(Rows from a point labeling set)
__________________________________________________

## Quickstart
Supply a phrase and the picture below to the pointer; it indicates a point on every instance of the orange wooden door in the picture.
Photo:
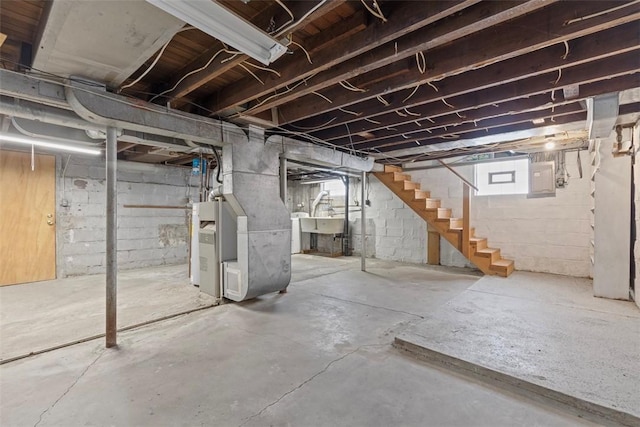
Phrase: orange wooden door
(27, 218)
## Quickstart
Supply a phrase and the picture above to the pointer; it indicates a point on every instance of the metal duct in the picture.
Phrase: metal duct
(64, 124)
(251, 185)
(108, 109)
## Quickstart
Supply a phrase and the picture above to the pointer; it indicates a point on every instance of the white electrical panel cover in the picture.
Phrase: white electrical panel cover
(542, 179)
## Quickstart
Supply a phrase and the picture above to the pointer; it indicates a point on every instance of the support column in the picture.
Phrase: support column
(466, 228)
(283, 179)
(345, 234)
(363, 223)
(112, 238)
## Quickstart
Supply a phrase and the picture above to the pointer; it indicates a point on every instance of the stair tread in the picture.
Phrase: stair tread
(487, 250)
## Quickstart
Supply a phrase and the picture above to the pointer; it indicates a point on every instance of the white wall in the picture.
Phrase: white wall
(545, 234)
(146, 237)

__________________________________________________

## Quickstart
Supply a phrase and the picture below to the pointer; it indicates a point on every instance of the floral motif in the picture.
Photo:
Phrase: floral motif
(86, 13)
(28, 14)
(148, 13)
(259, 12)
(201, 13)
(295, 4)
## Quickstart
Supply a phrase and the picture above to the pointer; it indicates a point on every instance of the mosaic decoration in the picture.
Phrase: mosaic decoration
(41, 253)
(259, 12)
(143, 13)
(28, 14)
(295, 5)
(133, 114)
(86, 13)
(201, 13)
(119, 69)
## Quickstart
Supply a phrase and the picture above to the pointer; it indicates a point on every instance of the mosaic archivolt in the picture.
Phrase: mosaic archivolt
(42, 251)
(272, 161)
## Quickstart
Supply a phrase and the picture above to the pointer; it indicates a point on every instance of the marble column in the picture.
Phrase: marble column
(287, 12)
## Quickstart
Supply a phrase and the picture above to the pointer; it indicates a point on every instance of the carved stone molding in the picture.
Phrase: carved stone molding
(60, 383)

__________________________________________________

Requirement >> Count the lines in the rows above that contain the string "column", treating uppercase and lowercase as different. Reply with the number alone.

Output for this task >> 4